Uma investigação detalhada do jornal O GLOBO trouxe à tona o uso controverso de uma emenda parlamentar no valor de R$ 1,25 milhão destinada ao município de Arari, no Maranhão. A verba, indicada pelo deputado federal Pedro Lucas Fernandes (União) para a recuperação de estradas vicinais, foi repassada via Emenda Pix em agosto de 2023, mas seu destino final é, até o momento, desconhecido.
O caso se tornou um dos exemplos de falha de transparência e controle na utilização da modalidade Emenda Pix em âmbito nacional.
Desvio de Finalidade e Contas Zeradas
O dinheiro foi transferido em agosto de 2023, ainda na gestão do ex-prefeito Rui Filho (União Brasil). No entanto, a prefeita que o sucedeu, Maria Alves Muniz (MDB), conhecida como Simplesmente Maria, afirmou ter encontrado as contas zeradas e que o montante não foi aplicado nas obras rodoviárias previstas.
“Esse valor simplesmente desapareceu. Não foi para obra nenhuma”, declarou a atual gestora.

--- --- ---

◆ ATIVIDADE 1
Por favor, transcreva o trecho da reportagem sobre a emenda de Arari que começa em "Uma investigação detalhada" e termina em "o momento, desconhecido.".
◆ ATIVIDADE 2
Dê continuidade à reportagem sobre a emenda de Arari a partir do ponto em que ela termina.
Os itens não têm relação com a reportagem sobre a emenda de Arari.

◆ Dados coletados
--- --- ---

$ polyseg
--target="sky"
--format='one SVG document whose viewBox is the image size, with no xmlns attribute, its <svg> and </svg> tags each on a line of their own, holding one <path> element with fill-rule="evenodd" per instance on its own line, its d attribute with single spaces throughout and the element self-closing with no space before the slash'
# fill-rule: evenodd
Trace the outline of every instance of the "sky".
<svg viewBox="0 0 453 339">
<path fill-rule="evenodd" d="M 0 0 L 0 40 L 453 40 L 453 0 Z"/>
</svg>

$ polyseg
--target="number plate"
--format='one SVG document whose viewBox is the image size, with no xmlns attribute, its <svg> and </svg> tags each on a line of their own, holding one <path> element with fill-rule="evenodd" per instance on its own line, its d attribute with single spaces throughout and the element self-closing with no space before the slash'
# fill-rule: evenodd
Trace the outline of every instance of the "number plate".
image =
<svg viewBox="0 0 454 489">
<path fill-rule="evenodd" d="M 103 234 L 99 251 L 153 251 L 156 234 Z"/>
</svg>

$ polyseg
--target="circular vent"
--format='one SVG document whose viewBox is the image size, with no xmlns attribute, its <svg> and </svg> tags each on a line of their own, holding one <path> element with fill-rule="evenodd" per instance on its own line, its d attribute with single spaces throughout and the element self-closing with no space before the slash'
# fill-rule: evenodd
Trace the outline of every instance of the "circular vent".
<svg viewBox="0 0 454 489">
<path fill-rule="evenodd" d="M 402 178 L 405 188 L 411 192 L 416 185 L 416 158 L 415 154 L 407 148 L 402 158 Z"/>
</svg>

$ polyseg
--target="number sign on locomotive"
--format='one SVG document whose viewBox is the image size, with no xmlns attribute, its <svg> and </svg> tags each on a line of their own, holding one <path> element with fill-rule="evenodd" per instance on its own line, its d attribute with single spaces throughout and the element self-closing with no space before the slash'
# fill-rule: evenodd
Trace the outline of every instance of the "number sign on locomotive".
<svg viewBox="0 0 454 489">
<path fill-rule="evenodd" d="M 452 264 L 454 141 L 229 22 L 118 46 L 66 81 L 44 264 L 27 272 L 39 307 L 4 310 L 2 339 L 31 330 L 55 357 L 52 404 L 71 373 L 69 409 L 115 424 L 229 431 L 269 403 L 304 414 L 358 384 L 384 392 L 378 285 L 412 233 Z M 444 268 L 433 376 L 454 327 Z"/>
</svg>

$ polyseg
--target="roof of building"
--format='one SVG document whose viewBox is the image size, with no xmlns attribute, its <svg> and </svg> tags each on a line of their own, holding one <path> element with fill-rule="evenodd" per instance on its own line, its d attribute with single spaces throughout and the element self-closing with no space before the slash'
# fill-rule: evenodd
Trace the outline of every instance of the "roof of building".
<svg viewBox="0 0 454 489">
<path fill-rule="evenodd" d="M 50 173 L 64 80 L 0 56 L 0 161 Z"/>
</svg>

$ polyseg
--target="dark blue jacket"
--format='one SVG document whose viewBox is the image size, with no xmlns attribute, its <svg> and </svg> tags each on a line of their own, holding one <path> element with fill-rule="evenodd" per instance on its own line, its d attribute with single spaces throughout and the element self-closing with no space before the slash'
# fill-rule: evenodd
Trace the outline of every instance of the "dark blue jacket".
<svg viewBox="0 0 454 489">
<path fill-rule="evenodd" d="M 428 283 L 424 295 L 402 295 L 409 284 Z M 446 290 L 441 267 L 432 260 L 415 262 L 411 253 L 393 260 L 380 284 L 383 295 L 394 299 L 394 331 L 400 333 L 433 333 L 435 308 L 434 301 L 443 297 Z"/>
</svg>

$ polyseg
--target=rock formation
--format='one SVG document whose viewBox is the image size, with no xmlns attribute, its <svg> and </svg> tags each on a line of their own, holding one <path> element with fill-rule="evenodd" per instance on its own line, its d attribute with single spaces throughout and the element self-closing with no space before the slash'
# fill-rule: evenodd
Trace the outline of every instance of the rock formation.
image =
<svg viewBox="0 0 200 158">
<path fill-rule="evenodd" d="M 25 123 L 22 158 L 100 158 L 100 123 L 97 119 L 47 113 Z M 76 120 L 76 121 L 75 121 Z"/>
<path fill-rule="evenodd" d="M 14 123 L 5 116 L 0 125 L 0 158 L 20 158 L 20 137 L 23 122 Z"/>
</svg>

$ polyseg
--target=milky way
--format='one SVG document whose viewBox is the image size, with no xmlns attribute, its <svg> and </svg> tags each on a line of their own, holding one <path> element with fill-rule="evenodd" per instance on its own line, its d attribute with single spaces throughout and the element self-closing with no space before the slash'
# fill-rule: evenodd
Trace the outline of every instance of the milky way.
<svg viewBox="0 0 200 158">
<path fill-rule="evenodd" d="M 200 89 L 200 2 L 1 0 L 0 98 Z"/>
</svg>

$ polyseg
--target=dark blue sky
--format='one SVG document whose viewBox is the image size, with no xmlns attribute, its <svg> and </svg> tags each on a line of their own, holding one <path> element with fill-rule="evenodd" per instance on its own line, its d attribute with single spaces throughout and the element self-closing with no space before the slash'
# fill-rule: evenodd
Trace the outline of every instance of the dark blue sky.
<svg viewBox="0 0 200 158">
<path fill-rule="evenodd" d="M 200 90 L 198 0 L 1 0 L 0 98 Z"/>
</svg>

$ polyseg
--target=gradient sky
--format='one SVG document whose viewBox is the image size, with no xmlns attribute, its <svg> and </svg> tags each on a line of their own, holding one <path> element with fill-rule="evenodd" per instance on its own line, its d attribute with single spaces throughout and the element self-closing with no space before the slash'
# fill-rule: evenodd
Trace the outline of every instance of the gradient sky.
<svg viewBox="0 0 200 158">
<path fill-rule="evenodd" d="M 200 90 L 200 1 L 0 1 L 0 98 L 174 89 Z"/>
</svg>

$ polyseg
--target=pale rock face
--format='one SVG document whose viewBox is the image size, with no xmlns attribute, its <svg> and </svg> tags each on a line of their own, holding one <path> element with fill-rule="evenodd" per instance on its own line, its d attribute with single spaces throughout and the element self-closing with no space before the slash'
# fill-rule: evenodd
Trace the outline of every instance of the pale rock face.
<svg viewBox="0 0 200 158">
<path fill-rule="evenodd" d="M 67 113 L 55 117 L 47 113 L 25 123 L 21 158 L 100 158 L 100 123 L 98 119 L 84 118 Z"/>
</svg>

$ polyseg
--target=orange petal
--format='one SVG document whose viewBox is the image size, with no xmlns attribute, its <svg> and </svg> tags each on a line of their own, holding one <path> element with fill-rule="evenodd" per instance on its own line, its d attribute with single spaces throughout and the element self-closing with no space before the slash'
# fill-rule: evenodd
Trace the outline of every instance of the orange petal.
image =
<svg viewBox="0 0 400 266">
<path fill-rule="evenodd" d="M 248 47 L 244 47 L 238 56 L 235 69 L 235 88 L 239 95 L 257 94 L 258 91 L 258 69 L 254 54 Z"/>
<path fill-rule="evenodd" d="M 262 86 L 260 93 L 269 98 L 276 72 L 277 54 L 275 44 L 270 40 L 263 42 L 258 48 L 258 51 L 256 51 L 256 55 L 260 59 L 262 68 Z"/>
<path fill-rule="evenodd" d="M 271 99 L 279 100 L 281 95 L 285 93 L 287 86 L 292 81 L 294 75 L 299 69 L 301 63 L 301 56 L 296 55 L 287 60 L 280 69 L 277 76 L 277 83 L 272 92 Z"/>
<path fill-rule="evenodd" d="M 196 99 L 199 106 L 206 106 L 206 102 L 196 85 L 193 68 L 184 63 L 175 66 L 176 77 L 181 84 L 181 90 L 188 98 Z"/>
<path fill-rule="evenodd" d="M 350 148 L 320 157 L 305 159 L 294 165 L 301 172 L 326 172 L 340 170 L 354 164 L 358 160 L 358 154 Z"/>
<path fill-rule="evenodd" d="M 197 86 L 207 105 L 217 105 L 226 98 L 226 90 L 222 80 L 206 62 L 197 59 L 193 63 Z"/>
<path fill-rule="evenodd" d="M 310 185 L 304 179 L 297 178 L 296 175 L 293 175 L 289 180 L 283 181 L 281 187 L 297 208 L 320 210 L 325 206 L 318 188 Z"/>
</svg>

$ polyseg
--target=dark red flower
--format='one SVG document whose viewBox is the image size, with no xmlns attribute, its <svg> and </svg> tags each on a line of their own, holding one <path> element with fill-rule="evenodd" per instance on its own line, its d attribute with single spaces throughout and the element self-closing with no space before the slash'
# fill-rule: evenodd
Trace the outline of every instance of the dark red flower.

--- --- ---

◆ RESPOSTA DO EXERCÍCIO 1
Uma investigação detalhada do jornal O GLOBO trouxe à tona o uso controverso de uma emenda parlamentar no valor de R$ 1,25 milhão destinada ao município de Arari, no Maranhão. A verba, indicada pelo deputado federal Pedro Lucas Fernandes (União) para a recuperação de estradas vicinais, foi repassada via Emenda Pix em agosto de 2023, mas seu destino final é, até o momento, desconhecido.

◆ RESPOSTA DO EXERCÍCIO 2
Documentos enviados pelo ex-prefeito à Controladoria-Geral da União (CGU) indicam que o montante foi distribuído em transferências bancárias realizadas entre 1º e 5 de setembro de 2023, sendo pulverizado em quatro contas da prefeitura e misturado a outros recursos, o que dificultou o rastreamento, segundo a reportagem.
O Custeio Proibido e Empresas Suspeitas
O ex-prefeito Rui Filho defendeu-se alegando que as Emendas Pix eram usadas no custeio da prefeitura, citando despesas como transporte de lixo, medicamentos e, inclusive, pagamento da folha de servidores. A reportagem ressalta que o uso de emendas parlamentares para pagar salários é vedado pela Constituição. Ele também citou um redirecionamento emergencial devido a enchentes, mas as cheias teriam ocorrido meses antes dos pagamentos.
A apuração do GLOBO revelou que o valor da emenda foi transferido a 11 empresas em sequência. Entre os beneficiários estavam:
- Um posto de gasolina.
- Um lava-jato.
- Uma loja de artigos esportivos registrada em nome de uma beneficiária do programa Bolsa Família, que negou ter recebido qualquer valor.
Ao verificar os endereços, a reportagem constatou que algumas empresas não funcionavam ou não apresentaram comprovação de serviços prestados ao município.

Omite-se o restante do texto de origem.